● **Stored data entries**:
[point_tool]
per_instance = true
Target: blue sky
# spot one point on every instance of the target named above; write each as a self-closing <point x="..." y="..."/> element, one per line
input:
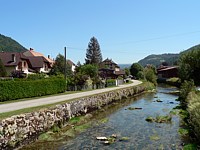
<point x="127" y="30"/>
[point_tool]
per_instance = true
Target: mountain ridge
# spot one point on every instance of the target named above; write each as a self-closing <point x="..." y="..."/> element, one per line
<point x="7" y="44"/>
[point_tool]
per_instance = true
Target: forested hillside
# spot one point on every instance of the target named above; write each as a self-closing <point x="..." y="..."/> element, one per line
<point x="157" y="60"/>
<point x="7" y="44"/>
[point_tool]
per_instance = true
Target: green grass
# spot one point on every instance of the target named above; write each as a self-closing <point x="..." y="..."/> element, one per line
<point x="38" y="108"/>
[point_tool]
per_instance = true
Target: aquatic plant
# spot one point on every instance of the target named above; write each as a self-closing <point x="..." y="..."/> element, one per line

● **What to work on**: Copy each line of the records above exactly as written. Do not carry over any picture.

● **Output of the task**:
[point_tool]
per_instance = true
Target: blue sky
# spot one point on every instance of the target named above; write each as a self-closing <point x="..." y="..."/> element, one per line
input:
<point x="127" y="30"/>
[point_tool]
per_instance = true
Target: mountain ridge
# spot one point on every instance of the target named above; write each as a self-closing <point x="..." y="..."/> element, one per line
<point x="7" y="44"/>
[point_tool]
per_instance = true
Target: forested hillside
# spot one point on every instance of the target named above; write each as a self-closing <point x="..." y="..."/> element, one per line
<point x="157" y="60"/>
<point x="7" y="44"/>
[point_tool]
per_instance = true
Target: green grass
# spot one point on every instance of the target named above; write each as a self-closing <point x="..." y="..."/> element, one per line
<point x="38" y="108"/>
[point_tool]
per_instance = true
Target: aquatic plant
# spot one point on every instance of the target named above; write each as a self-closing <point x="..." y="..."/> element, one per line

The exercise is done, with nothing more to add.